▶ Data:

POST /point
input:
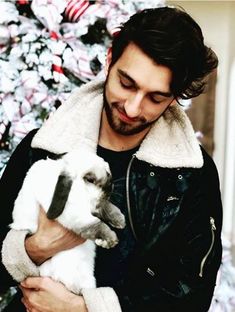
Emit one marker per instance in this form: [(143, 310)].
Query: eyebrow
[(125, 75)]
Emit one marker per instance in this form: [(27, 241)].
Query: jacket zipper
[(128, 195), (213, 228)]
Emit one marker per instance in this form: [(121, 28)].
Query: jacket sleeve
[(168, 278), (10, 184)]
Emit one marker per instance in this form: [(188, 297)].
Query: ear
[(60, 196), (108, 61)]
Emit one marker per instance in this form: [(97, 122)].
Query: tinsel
[(48, 47)]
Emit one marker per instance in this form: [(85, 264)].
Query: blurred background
[(49, 47)]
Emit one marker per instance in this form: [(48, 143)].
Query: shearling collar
[(171, 141)]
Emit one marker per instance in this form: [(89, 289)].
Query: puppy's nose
[(108, 186)]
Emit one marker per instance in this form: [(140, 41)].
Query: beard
[(138, 125)]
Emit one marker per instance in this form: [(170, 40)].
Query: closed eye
[(90, 178)]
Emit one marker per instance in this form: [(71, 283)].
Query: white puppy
[(73, 189)]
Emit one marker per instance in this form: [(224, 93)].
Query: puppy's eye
[(90, 178)]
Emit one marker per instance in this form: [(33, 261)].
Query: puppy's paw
[(119, 222), (106, 243)]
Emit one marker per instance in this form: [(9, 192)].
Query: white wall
[(217, 20)]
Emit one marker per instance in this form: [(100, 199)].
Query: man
[(165, 184)]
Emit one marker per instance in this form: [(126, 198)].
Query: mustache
[(122, 110)]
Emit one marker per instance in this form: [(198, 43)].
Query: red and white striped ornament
[(75, 9)]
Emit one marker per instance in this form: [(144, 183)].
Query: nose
[(133, 105)]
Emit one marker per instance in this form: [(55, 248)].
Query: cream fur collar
[(171, 142)]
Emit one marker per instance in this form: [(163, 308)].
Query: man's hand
[(42, 294), (50, 238)]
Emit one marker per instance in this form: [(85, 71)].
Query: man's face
[(137, 92)]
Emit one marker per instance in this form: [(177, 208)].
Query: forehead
[(143, 70)]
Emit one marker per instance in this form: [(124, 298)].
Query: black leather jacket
[(176, 217)]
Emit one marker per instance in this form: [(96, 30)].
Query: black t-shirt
[(111, 264)]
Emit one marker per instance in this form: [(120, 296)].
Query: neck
[(110, 139)]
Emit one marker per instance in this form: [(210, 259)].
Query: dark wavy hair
[(171, 38)]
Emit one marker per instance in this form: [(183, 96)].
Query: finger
[(26, 304), (33, 282)]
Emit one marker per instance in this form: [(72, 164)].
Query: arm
[(10, 184)]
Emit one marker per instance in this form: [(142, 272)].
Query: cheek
[(153, 112)]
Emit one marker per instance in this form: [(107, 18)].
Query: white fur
[(73, 267)]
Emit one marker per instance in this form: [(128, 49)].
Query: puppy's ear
[(60, 196)]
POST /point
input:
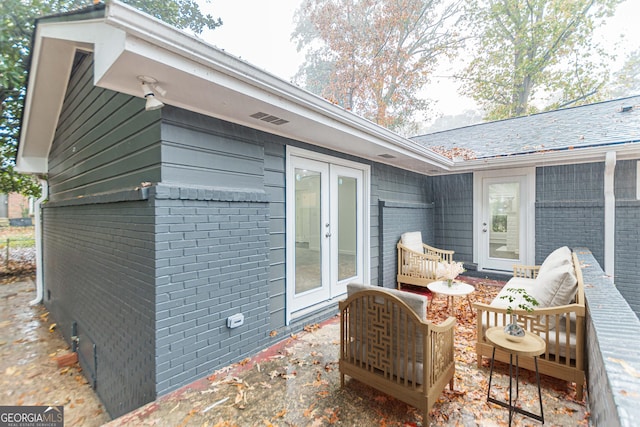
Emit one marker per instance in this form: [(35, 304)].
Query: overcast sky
[(259, 32)]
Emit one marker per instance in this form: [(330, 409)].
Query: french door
[(326, 219), (504, 219)]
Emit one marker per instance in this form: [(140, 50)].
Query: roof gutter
[(163, 35), (38, 229), (628, 150)]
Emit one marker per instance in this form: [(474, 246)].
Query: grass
[(17, 237)]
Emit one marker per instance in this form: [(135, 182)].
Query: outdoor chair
[(387, 343)]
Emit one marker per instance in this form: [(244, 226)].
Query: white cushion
[(412, 240), (555, 287), (561, 256)]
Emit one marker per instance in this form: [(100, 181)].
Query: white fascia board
[(55, 45), (563, 157), (32, 165), (104, 40)]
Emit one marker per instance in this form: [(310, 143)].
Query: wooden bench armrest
[(578, 309), (526, 271), (444, 254)]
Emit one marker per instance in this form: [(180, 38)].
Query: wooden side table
[(458, 289), (531, 345)]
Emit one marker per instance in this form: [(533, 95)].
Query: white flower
[(450, 271)]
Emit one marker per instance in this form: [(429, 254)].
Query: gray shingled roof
[(603, 123)]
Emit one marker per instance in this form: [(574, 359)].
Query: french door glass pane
[(347, 227), (504, 227), (308, 228)]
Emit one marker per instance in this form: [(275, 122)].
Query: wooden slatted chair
[(418, 263)]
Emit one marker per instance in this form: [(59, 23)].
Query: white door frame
[(527, 215), (363, 235)]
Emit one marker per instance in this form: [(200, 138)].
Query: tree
[(16, 27), (535, 50), (373, 57), (626, 81)]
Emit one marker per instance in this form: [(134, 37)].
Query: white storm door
[(346, 228), (326, 229), (505, 224), (311, 229)]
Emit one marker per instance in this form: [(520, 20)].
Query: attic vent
[(266, 117)]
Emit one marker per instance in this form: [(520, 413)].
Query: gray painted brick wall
[(627, 233), (400, 206), (627, 255), (452, 196), (212, 262), (397, 218), (99, 272), (612, 349), (570, 208)]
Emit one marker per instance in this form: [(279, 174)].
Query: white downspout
[(38, 226), (609, 213)]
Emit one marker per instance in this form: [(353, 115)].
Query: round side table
[(532, 345), (458, 289)]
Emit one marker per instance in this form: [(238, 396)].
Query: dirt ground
[(29, 373), (294, 383)]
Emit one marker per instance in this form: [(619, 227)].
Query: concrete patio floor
[(296, 383)]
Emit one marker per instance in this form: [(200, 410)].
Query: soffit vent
[(266, 117)]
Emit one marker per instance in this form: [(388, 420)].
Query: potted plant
[(526, 302)]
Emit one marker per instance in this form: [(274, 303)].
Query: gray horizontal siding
[(198, 150), (104, 141)]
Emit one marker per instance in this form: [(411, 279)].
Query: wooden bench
[(562, 327), (386, 343), (419, 264)]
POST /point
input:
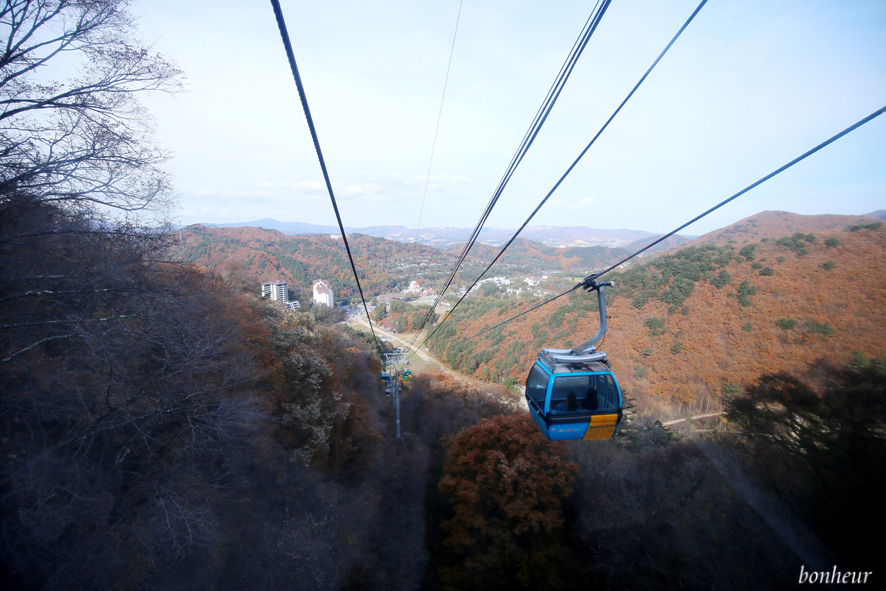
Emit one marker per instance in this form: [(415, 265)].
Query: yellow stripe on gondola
[(601, 427)]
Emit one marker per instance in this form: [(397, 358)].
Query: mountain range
[(446, 237)]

▶ Exercise brief: Reproduce the material above word for word, from start to finish, but leave out the pictures.

▶ Exercise output:
POST /point
input:
Emit one marker per instance in this form: [(143, 310)].
Query: eyebrow
[(125, 75)]
Emit one marker per instance in this form: [(27, 241)].
Query: jacket zipper
[(128, 195), (213, 228)]
Emit one marker per instance in this form: [(121, 28)].
Query: jacket sleeve
[(168, 278), (10, 184)]
Emit one marker per instance in this form: [(188, 297)].
Query: ear
[(60, 196), (108, 61)]
Emit one marker per instance in this form: [(97, 122)].
Query: tinsel
[(48, 47)]
Emit one marker per instance in this form: [(85, 264)].
Query: blurred background
[(49, 47)]
Emit one marker per instance in this form: [(48, 143)].
Query: shearling collar
[(171, 141)]
Emit one marker per instance in this form: [(89, 289)].
Query: puppy's nose
[(108, 186)]
Emit one marker per instance in this form: [(140, 41)].
Query: beard
[(138, 125)]
Emit one marker per instance in this form: [(170, 40)].
Query: closed eye
[(90, 178)]
Emit one marker per instance in this form: [(71, 283)].
Query: white puppy
[(73, 189)]
Emit one marker per instance in this form: [(224, 93)].
Query: puppy's eye
[(90, 178)]
Emit one marker per instance in this form: [(33, 261)].
Query: puppy's paw
[(119, 222), (106, 243)]
Emit one marker per instance in this form: [(9, 192)].
Query: white wall
[(217, 20)]
Emit one marker per instance in this form: [(100, 199)].
Query: man
[(165, 184)]
Emit one marker per instance in this form: [(126, 198)].
Query: mustache
[(122, 110)]
Emit one marker per instance in this form: [(198, 43)].
Query: red and white striped ornament
[(75, 9)]
Emit one marker per instance in this form: [(144, 183)].
Query: nose
[(133, 105)]
Emit one marker per instance in this form: [(55, 248)].
Query: cream fur collar
[(171, 142)]
Emit one marker per instance in this form: [(163, 308)].
Query: man's hand
[(42, 294), (50, 238)]
Emit one marker per instance in this form: [(85, 71)].
Query: man's face
[(137, 92)]
Emit one marker per instance in this form: [(177, 208)].
Query: forehead
[(143, 70)]
Emit one marker per instance in this form: [(124, 298)].
Query: black leather jacket
[(176, 217)]
Emit one marker per instance in this form: [(96, 30)].
Query: black t-shirt
[(111, 264)]
Emit one marker per instance in this form: [(120, 296)].
Query: neck
[(110, 139)]
Emit one marker per instance in this form: [(210, 259)].
Query: dark wavy hair
[(171, 38)]
Emit one marker per instance in this form: [(183, 96)].
Query: finger
[(26, 304), (33, 282)]
Emit one marker per instance in this form: [(72, 164)].
Query: arm
[(10, 184)]
Emit one marker per instance in this form: [(142, 272)].
Query: cheek
[(153, 112)]
Emit one marker per instance in this form: [(107, 18)].
Query: white fur
[(73, 267)]
Emit one marker per instance in this form: [(128, 49)].
Query: puppy's ear
[(60, 196)]
POST /point
input:
Emit one marker per instance in this form: [(35, 304)].
Query: overcast sky
[(259, 32)]
Emit one marker per instance in this form: [(330, 409)].
Query: french door
[(326, 219), (504, 219)]
Emit one marker per instance in this form: [(140, 50)].
Query: roof gutter
[(163, 35), (38, 229), (628, 150)]
Emit one marker per instance in this form: [(474, 246)].
Query: grass
[(17, 237)]
Emit one marker per instance in this form: [(135, 182)].
Query: outdoor chair
[(387, 343)]
Emit one marker per instance in this form: [(244, 226)].
Query: white cushion
[(412, 240), (555, 287), (561, 256)]
Emit one marker per instance in this form: [(100, 181)].
Query: white fascia board
[(55, 45), (563, 157), (32, 165), (104, 40)]
Emit one marker per instance in this form: [(310, 143)].
Query: wooden bench armrest
[(578, 309), (526, 271), (444, 254)]
Emit one marker per instance in this form: [(180, 38)].
Query: wooden side table
[(458, 289), (531, 345)]
Emit one marker per instance in this form: [(533, 95)].
Query: white flower
[(450, 271)]
Emit one marker per instance in this form: [(429, 254)].
Query: gray shingled roof
[(603, 123)]
Emit one marker per instance in this form: [(574, 359)].
Query: french door glass pane
[(347, 227), (504, 227), (308, 228)]
Emit one marker per instance in this form: [(275, 122)].
Query: wooden slatted chair
[(418, 263)]
Emit one marker per instance in this form: [(59, 23)].
Query: white door frame
[(527, 215), (363, 235)]
Emit one marker per instance in this form: [(200, 138)].
Query: tree
[(16, 27), (535, 50), (373, 57), (626, 81)]
Emit one marker per instance in this form: [(134, 37)].
Query: white storm door
[(346, 228), (326, 229), (505, 224), (311, 229)]
Emit one marker per instance in this form: [(520, 20)].
Query: attic vent
[(266, 117)]
Emit one marker per instance in this form: [(520, 413)].
Query: gray painted brick wall
[(627, 233), (400, 206), (627, 255), (452, 196), (212, 262), (397, 218), (99, 272), (612, 349), (570, 208)]
Emit one marker per instance in this form: [(279, 174)].
Query: white downspout
[(38, 226), (609, 213)]
Emit one marker per instance in this form: [(353, 115)].
Query: round side table
[(532, 345), (458, 289)]
Emit one marker per instance in this form: [(238, 396)].
Query: dirt ground
[(29, 373), (294, 383)]
Emit one marker per instance in this form: [(619, 227)].
Query: concrete patio floor
[(296, 383)]
Emit one marker per instance in this form: [(200, 410)].
Query: soffit vent
[(266, 117)]
Emit one marker per instance in this form: [(388, 420)].
Query: potted plant
[(526, 302)]
Emit one marker per instance in this form: [(274, 303)].
Query: gray horizontal siding
[(198, 150), (104, 141)]
Emit one marker per instance in this form: [(411, 279)].
Query: wooden bench
[(562, 327), (386, 343), (419, 264)]
POST /point
input:
Emit one marker per instance in this form: [(415, 265)].
Query: yellow stripe on gondola
[(601, 427)]
Emit one marker per instance in this form: [(397, 358)].
Query: mountain range
[(446, 237)]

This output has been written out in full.